Saved entries:
#####

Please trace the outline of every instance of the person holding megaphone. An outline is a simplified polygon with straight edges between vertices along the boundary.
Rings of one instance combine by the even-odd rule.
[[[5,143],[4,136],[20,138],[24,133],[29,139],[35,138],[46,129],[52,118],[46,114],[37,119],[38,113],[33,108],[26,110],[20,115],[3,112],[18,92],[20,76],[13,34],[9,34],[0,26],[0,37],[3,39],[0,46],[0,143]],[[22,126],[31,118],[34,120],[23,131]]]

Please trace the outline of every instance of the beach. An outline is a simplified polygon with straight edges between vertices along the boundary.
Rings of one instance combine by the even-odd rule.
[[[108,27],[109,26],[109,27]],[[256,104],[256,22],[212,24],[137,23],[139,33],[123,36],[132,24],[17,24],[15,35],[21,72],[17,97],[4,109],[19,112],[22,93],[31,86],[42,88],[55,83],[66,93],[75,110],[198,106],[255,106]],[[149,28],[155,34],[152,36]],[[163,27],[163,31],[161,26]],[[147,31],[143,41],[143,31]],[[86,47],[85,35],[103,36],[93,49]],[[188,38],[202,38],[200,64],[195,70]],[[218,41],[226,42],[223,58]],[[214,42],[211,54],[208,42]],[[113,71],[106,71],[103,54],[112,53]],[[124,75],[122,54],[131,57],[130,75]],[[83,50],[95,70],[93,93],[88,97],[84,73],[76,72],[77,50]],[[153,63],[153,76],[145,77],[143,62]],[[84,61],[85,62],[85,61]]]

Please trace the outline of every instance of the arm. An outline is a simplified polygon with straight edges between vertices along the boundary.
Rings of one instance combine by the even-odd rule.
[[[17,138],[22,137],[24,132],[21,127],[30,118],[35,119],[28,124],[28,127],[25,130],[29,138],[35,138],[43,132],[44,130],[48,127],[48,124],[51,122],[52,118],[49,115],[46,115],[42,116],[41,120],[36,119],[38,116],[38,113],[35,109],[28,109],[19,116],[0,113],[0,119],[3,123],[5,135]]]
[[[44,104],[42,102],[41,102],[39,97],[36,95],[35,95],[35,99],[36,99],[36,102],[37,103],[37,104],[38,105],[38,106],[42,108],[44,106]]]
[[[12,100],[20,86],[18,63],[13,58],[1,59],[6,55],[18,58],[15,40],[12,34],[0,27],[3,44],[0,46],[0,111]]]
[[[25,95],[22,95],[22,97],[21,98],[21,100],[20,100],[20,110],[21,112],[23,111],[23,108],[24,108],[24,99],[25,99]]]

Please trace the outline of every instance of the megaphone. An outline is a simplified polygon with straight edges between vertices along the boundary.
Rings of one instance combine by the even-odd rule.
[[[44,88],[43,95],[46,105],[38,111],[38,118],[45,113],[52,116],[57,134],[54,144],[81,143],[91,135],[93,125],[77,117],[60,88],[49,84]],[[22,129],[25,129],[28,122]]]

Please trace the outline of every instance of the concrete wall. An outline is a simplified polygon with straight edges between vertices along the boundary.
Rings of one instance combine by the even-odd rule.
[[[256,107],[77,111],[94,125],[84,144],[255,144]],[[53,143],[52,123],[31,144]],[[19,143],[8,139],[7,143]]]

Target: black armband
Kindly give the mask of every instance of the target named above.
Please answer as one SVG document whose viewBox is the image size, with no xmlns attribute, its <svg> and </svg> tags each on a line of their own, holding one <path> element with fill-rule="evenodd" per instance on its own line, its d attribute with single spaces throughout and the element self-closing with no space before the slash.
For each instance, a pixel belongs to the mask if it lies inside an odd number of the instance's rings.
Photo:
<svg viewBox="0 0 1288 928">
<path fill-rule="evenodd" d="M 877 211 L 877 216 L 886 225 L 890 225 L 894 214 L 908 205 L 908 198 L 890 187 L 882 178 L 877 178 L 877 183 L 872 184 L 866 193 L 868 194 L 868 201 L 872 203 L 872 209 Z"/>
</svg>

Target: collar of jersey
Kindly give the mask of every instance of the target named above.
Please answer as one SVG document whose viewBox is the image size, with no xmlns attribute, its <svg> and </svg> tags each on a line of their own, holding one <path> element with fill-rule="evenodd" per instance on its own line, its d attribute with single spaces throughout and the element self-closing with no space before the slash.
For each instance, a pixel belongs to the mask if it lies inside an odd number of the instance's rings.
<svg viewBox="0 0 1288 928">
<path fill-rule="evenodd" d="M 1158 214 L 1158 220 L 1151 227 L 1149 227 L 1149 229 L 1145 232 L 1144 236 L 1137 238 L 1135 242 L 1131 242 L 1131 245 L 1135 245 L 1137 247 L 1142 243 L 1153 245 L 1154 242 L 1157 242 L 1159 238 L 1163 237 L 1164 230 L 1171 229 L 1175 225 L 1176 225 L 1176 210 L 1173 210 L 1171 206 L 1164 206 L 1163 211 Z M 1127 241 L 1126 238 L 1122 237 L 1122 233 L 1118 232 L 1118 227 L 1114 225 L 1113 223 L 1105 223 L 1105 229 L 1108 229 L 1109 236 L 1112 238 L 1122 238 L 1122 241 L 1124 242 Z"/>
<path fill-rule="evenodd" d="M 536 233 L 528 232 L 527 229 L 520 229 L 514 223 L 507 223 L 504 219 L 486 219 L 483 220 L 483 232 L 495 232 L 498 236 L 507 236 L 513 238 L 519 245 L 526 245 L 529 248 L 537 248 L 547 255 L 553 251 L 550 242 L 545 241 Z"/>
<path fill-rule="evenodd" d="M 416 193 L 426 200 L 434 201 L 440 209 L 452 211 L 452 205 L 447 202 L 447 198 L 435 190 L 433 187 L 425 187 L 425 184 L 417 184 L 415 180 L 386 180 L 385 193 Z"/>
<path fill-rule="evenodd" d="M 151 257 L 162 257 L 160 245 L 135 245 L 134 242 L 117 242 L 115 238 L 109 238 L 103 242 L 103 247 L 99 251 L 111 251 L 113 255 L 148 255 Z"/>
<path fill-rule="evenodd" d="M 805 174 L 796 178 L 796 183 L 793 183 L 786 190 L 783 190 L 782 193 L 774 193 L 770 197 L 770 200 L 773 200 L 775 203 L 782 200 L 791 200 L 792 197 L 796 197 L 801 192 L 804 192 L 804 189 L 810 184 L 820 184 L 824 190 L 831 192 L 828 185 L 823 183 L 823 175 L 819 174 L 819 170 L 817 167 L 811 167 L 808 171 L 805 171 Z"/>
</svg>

#####

Rewrite every line of the listing above as a JSON list of strings, one string per line, leaving out the blank lines.

SOLUTION BELOW:
[
  "Please trace the outline of every instance of the person holding megaphone. An outline is a simplified polygon with straight edges between vertices along the boundary.",
  "Rings of one instance combine by the even-odd rule.",
  "[[[5,143],[4,136],[20,138],[24,133],[29,139],[35,138],[46,129],[52,118],[46,114],[37,119],[38,113],[33,108],[26,110],[20,115],[3,112],[18,92],[20,76],[13,34],[9,34],[0,26],[0,37],[3,39],[0,46],[0,143]],[[22,126],[31,118],[34,120],[23,131]]]",
  "Please trace the outline of every instance of the beach. An outline is a simplified polygon with straight edges between vertices along the boundary.",
  "Rings of one instance combine by the even-odd rule.",
  "[[[108,27],[109,26],[109,27]],[[256,104],[256,22],[212,24],[137,23],[139,33],[123,36],[132,24],[17,24],[15,35],[21,72],[17,97],[4,109],[19,112],[22,93],[31,86],[42,88],[55,83],[66,93],[75,110],[198,106],[255,106]],[[149,28],[155,34],[152,36]],[[163,27],[163,31],[161,26]],[[147,31],[143,41],[143,31]],[[86,47],[85,35],[103,36],[93,49]],[[188,38],[202,38],[200,64],[195,70]],[[218,41],[226,42],[223,58]],[[214,42],[211,54],[208,42]],[[113,71],[106,71],[103,54],[112,53]],[[124,75],[122,54],[131,57],[130,75]],[[83,50],[95,70],[93,93],[88,97],[84,73],[76,72],[77,50]],[[153,63],[153,76],[145,77],[143,62]],[[84,61],[85,62],[85,61]]]",
  "Please trace the outline of every instance of the arm. An outline is a simplified polygon with straight edges between vertices along the boundary.",
  "Rings of one instance combine by the even-odd rule.",
  "[[[17,138],[22,137],[24,132],[21,127],[30,118],[35,119],[28,124],[28,127],[25,130],[29,138],[35,138],[43,132],[44,130],[48,127],[48,124],[51,122],[52,118],[49,115],[46,115],[42,116],[41,120],[36,119],[38,116],[38,113],[35,109],[28,109],[19,116],[0,113],[0,119],[3,123],[5,135]]]",
  "[[[44,104],[42,102],[41,102],[39,97],[36,95],[35,95],[35,99],[36,99],[36,102],[37,103],[37,104],[38,105],[38,106],[42,108],[44,106]]]",
  "[[[12,100],[20,86],[18,63],[13,58],[1,59],[6,55],[18,58],[15,40],[12,34],[0,27],[3,44],[0,46],[0,111]]]",
  "[[[25,95],[22,95],[22,97],[21,98],[21,100],[20,100],[20,110],[21,112],[23,111],[23,108],[24,108],[24,99],[25,99]]]",
  "Please trace the outline of every instance of the megaphone. An outline is a simplified polygon with straight edges between vertices along the boundary.",
  "Rings of one instance combine by the even-odd rule.",
  "[[[44,88],[43,95],[46,105],[38,111],[38,118],[45,113],[52,116],[57,134],[54,144],[81,143],[91,135],[93,125],[77,117],[60,88],[49,84]],[[22,129],[25,129],[28,122]]]",
  "Please trace the outline of every instance of the concrete wall. An outline is a simplified polygon with straight edges between vertices along the boundary.",
  "Rings of one instance combine by the even-odd rule.",
  "[[[256,107],[77,111],[94,125],[84,144],[255,144]],[[53,143],[52,123],[31,144]],[[19,143],[8,139],[7,143]]]",
  "Target: black armband",
  "Kindly give the mask of every instance of the target named above.",
  "Please answer as one SVG document whose viewBox is the image size, with no xmlns attribute, its <svg> and </svg> tags each on a line of their own, holding one <path> element with fill-rule=\"evenodd\" per instance on its own line, its d attribute with single spaces throughout and the element self-closing with no space before the slash.",
  "For each instance, a pixel belongs to the mask if it lies inside an odd number of the instance's rings.",
  "Photo:",
  "<svg viewBox=\"0 0 1288 928\">",
  "<path fill-rule=\"evenodd\" d=\"M 877 211 L 877 216 L 886 225 L 890 225 L 894 214 L 908 205 L 908 198 L 890 187 L 882 178 L 877 178 L 877 183 L 872 184 L 866 193 L 868 194 L 868 201 L 872 203 L 872 209 Z\"/>",
  "</svg>",
  "Target: collar of jersey",
  "Kindly give the mask of every instance of the target named above.",
  "Please answer as one SVG document whose viewBox is the image size, with no xmlns attribute, its <svg> and </svg> tags each on a line of their own, holding one <path> element with fill-rule=\"evenodd\" per instance on its own line, its d attribute with single spaces throughout and the element self-closing with no space before the slash.",
  "For each instance, a pixel belongs to the mask if it lies inside an odd number of the instance's rings.",
  "<svg viewBox=\"0 0 1288 928\">",
  "<path fill-rule=\"evenodd\" d=\"M 1158 214 L 1158 220 L 1151 227 L 1149 227 L 1149 229 L 1145 232 L 1144 236 L 1137 238 L 1135 242 L 1131 242 L 1131 245 L 1135 245 L 1137 247 L 1142 243 L 1153 245 L 1154 242 L 1157 242 L 1159 238 L 1163 237 L 1164 230 L 1171 229 L 1175 225 L 1176 225 L 1176 210 L 1173 210 L 1171 206 L 1164 206 L 1163 211 Z M 1127 241 L 1126 238 L 1122 237 L 1122 233 L 1118 232 L 1118 227 L 1114 225 L 1113 223 L 1105 223 L 1105 229 L 1108 229 L 1109 236 L 1112 238 L 1122 238 L 1122 241 L 1124 242 Z\"/>",
  "<path fill-rule=\"evenodd\" d=\"M 536 233 L 528 232 L 527 229 L 520 229 L 514 223 L 507 223 L 504 219 L 486 219 L 483 220 L 483 232 L 495 232 L 498 236 L 507 236 L 513 238 L 519 245 L 526 245 L 529 248 L 537 248 L 547 255 L 553 251 L 550 242 L 545 241 Z\"/>",
  "<path fill-rule=\"evenodd\" d=\"M 416 193 L 426 200 L 434 201 L 440 209 L 452 211 L 452 205 L 447 202 L 447 198 L 435 190 L 433 187 L 425 187 L 425 184 L 417 184 L 415 180 L 386 180 L 385 193 Z\"/>",
  "<path fill-rule=\"evenodd\" d=\"M 151 257 L 162 257 L 160 245 L 135 245 L 134 242 L 117 242 L 115 238 L 109 238 L 103 242 L 103 247 L 99 251 L 111 251 L 113 255 L 148 255 Z\"/>",
  "<path fill-rule=\"evenodd\" d=\"M 805 174 L 796 178 L 796 183 L 793 183 L 786 190 L 783 190 L 782 193 L 774 193 L 770 197 L 770 200 L 773 200 L 775 203 L 782 200 L 791 200 L 792 197 L 796 197 L 801 192 L 804 192 L 804 189 L 810 184 L 820 184 L 824 190 L 831 192 L 828 185 L 823 183 L 823 175 L 819 174 L 819 170 L 817 167 L 811 167 L 808 171 L 805 171 Z\"/>",
  "</svg>"
]